## Source data
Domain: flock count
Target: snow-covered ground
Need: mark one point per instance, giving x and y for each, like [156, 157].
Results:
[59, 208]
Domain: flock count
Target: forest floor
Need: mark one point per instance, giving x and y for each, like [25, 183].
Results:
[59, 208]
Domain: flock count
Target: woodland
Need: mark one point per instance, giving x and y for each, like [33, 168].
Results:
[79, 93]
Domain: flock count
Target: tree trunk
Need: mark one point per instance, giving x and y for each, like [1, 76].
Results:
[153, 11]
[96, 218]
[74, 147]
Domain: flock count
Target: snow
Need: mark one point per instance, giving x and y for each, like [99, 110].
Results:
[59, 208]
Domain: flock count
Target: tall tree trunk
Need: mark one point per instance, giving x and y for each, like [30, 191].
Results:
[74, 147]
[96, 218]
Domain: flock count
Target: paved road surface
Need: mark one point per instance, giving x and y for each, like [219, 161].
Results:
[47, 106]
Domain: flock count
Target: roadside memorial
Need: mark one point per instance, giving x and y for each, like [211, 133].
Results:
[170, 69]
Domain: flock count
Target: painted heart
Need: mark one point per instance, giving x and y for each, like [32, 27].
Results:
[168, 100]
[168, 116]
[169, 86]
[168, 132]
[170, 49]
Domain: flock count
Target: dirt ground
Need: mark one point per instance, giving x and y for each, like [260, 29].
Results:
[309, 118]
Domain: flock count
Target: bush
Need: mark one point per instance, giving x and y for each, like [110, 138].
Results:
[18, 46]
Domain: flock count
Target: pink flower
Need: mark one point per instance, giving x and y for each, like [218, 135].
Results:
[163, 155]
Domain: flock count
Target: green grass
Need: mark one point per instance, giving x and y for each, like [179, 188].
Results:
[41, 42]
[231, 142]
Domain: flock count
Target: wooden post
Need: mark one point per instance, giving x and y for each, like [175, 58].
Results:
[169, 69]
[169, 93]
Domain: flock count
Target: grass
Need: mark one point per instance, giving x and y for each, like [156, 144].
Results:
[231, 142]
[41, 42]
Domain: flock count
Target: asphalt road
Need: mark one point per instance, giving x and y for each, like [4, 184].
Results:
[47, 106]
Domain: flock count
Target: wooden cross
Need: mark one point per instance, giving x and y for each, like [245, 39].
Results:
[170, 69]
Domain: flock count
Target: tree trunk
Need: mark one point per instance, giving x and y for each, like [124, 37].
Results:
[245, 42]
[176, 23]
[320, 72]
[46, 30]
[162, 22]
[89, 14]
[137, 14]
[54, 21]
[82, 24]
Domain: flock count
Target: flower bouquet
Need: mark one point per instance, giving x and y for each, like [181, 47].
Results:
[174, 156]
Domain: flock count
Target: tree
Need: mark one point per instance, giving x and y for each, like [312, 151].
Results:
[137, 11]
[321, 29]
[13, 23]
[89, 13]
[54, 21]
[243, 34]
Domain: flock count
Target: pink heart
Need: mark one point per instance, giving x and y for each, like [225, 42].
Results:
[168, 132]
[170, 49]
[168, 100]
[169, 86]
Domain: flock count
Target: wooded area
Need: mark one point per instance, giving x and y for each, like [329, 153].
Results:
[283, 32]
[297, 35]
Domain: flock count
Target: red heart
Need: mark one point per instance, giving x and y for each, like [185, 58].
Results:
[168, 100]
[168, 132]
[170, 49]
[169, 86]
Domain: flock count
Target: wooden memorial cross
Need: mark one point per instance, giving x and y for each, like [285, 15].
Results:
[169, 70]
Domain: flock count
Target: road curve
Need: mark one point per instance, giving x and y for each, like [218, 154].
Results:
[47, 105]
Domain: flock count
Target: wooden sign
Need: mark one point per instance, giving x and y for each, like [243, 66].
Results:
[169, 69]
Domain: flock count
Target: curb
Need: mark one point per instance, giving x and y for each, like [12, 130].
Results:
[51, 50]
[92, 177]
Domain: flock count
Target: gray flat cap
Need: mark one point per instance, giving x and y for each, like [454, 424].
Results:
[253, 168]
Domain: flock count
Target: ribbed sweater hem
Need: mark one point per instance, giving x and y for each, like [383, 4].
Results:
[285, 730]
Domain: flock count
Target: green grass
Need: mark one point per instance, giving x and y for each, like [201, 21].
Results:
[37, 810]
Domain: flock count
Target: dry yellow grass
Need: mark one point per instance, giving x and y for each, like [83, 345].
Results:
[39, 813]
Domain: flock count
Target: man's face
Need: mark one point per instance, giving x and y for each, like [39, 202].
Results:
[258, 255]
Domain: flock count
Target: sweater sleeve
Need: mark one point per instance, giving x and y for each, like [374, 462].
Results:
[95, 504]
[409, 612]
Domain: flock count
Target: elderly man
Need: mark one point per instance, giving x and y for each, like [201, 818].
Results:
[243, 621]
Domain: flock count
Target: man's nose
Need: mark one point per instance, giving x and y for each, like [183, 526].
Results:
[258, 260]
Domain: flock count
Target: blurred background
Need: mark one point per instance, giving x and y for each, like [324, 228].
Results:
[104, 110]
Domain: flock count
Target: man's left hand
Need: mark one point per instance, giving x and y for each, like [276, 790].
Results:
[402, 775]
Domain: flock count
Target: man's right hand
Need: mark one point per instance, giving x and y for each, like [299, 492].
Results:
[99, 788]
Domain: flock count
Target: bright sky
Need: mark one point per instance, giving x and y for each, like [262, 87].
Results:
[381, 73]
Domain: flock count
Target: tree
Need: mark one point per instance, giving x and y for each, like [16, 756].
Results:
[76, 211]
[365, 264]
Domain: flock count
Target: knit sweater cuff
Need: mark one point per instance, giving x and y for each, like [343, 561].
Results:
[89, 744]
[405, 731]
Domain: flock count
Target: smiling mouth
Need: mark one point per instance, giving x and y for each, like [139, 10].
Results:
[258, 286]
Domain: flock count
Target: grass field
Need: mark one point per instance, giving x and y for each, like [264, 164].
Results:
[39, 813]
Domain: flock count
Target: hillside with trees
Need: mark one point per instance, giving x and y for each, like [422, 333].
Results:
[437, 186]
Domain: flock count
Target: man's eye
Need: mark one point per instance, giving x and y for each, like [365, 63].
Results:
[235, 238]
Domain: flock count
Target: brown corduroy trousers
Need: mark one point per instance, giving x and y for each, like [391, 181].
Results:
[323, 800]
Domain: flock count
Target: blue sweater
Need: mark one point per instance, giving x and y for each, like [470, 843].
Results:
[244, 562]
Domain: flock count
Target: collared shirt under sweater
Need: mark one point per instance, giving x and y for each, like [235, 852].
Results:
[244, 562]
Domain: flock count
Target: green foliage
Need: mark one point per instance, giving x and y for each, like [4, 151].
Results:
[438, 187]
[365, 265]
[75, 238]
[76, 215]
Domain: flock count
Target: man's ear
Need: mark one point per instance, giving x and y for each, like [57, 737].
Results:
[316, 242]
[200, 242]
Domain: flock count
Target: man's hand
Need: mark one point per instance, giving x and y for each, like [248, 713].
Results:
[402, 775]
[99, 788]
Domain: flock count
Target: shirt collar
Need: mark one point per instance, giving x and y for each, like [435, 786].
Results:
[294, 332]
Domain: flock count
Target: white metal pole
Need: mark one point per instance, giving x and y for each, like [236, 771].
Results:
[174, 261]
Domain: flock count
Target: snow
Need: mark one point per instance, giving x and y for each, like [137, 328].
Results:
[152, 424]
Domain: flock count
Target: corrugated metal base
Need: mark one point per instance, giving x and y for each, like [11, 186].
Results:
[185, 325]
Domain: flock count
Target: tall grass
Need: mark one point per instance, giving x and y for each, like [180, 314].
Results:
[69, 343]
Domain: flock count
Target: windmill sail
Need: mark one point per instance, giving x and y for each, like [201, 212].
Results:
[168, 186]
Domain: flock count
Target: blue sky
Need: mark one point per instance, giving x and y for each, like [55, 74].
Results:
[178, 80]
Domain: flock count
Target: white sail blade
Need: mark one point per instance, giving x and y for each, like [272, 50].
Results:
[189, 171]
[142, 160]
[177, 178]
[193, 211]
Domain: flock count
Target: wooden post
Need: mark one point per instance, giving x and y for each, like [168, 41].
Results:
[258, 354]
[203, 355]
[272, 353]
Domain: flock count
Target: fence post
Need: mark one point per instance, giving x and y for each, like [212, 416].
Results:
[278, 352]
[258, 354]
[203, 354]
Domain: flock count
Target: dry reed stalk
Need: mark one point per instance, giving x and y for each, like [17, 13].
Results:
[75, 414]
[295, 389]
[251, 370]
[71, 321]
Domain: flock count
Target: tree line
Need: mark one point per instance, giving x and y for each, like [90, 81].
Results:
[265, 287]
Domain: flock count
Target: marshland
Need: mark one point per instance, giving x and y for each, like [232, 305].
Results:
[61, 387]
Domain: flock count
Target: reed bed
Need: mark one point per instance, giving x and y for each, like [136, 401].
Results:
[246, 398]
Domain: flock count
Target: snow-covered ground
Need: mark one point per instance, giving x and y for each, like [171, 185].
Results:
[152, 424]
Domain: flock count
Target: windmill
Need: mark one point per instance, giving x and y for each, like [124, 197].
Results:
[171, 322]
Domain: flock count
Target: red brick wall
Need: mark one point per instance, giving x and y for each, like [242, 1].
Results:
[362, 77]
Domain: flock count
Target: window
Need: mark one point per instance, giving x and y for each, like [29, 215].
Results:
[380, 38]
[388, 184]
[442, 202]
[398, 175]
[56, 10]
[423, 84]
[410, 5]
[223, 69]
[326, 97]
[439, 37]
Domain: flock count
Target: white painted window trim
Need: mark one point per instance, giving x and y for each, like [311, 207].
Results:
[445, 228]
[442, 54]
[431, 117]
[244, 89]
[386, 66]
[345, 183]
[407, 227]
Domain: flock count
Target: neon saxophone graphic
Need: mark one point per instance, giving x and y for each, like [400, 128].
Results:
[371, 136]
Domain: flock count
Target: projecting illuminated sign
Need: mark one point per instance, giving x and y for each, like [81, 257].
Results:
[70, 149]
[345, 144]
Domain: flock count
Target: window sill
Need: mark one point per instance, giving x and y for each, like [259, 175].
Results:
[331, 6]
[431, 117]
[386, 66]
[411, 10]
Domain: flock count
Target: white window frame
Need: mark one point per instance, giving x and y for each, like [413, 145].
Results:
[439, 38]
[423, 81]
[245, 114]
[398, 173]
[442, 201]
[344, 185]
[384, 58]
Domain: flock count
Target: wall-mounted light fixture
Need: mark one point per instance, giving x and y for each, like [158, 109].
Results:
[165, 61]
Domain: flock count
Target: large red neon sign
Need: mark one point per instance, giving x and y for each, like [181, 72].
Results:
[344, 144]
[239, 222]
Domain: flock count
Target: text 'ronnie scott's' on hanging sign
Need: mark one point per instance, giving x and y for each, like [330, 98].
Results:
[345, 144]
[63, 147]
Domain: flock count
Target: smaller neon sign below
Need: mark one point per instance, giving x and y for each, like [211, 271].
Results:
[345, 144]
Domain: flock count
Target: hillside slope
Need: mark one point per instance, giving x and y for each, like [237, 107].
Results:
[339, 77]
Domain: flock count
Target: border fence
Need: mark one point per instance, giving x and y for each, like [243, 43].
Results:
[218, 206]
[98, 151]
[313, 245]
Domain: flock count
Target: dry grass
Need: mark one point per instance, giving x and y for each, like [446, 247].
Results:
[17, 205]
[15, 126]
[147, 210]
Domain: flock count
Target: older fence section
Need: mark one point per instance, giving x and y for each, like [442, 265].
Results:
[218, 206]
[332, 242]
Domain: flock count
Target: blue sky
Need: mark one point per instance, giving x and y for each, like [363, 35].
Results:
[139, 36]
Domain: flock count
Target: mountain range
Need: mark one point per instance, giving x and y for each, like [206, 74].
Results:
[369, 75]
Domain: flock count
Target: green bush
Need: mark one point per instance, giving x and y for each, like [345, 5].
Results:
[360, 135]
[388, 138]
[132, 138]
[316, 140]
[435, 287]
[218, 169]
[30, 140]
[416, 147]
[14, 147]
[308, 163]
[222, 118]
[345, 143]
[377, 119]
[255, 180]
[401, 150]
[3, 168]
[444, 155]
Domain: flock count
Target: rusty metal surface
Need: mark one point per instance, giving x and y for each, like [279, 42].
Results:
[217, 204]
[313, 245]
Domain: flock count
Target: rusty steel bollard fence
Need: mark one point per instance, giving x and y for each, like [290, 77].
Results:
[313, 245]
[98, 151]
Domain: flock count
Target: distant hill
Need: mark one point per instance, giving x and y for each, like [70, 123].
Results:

## Task objective
Where the listing above reaches the line that contains "Target: tree line", start retyping, and finish with the line that contains "like [171, 185]."; reproduce those lines exactly and no others.

## Solution below
Target: tree line
Need: mark one point per instance, giving x and y for each, like [90, 81].
Results:
[265, 287]
Domain: flock count
Target: marshland
Need: mark one point per instance, giving x and y for each, like [232, 305].
Results:
[61, 387]
Domain: flock count
Target: reed bed
Need: mark one point per instance, giving x and y for each, like [136, 401].
Results:
[246, 398]
Domain: flock count
Target: snow-covered ground
Need: mark one point per instance, giving x and y for each, like [171, 185].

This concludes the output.